Required work
Set down, word for word, everything in the text on the WHO and China below from "The first report, a" down to "International Concern (PHEIC).".

Text for analysis
= Beginning of Section =

It was the second such report from a Western intelligence service and is likely to further inflame tensions between the United States and China over a pandemic that has killed 280,000 people worldwide—more than a quarter of them American.

The first report, a German intelligence assessment published by Der Spiegel last week, accused Chinese President Xi Jinping of personally applying pressure on WHO Director-General Tedros Adhanom Ghebreyesus on January 21.

The WHO dismissed the notion that Xi himself intervened, but declined to address specifically the question of whether Chinese officials made any effort to delay or change the announcement of a Public Health Emergency of International Concern (PHEIC).

"We don't comment on specific discussions with member states but we can say that at all times during the pandemic WHO has acted in accordance with its mandate as an evidence-based technical organization focusing on protecting all people, everywhere," WHO spokesperson Christian Lindmeier told Newsweek. "WHO bases its recommendations on science, public health best practices, evidence, data, and the advice of independent experts.

= End of Section =

Data under study
= Beginning of Section =

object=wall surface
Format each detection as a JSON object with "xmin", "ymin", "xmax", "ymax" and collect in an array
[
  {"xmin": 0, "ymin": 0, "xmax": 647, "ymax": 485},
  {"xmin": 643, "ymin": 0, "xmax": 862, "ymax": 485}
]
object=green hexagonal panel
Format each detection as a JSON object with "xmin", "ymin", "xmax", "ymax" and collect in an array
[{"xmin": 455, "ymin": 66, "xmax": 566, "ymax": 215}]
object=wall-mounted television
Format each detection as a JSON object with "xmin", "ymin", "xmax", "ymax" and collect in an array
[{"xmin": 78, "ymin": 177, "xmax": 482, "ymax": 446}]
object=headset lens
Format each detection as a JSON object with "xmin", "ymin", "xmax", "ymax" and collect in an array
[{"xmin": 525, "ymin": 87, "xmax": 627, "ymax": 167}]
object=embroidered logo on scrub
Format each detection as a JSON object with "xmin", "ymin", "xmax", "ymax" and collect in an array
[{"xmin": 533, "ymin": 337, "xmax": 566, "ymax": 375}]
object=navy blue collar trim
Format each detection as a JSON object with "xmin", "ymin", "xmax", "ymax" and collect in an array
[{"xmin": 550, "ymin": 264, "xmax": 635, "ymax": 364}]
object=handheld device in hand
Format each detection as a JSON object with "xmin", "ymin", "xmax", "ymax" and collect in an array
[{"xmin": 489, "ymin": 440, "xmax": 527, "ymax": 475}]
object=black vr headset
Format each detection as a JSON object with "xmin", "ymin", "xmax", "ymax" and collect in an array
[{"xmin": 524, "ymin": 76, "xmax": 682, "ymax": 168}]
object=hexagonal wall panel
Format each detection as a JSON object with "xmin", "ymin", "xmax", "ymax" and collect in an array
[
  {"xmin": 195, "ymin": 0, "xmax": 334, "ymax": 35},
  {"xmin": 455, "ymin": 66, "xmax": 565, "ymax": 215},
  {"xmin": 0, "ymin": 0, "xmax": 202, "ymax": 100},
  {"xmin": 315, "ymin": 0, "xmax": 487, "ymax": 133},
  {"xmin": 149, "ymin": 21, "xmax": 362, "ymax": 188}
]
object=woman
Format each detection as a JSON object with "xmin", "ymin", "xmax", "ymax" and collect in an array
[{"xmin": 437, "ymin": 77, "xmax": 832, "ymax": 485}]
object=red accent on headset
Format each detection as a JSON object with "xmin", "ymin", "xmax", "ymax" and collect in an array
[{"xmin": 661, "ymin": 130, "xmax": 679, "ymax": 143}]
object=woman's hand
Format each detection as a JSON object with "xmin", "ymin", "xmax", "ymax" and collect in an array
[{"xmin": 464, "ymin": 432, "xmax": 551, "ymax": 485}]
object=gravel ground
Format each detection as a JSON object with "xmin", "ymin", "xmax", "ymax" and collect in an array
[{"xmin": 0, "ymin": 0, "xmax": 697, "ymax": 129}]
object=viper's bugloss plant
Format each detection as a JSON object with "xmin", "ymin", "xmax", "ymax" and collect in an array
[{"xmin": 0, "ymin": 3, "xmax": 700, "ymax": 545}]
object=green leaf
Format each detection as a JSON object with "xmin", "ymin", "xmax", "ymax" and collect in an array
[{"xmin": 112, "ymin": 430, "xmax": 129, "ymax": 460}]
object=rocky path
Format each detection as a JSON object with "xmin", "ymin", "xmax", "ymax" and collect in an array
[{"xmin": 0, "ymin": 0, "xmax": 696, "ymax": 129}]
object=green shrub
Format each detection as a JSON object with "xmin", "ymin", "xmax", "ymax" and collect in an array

= End of Section =

Answer section
The first report, a German intelligence assessment published by Der Spiegel last week, accused Chinese President Xi Jinping of personally applying pressure on WHO Director-General Tedros Adhanom Ghebreyesus on January 21.

The WHO dismissed the notion that Xi himself intervened, but declined to address specifically the question of whether Chinese officials made any effort to delay or change the announcement of a Public Health Emergency of International Concern (PHEIC).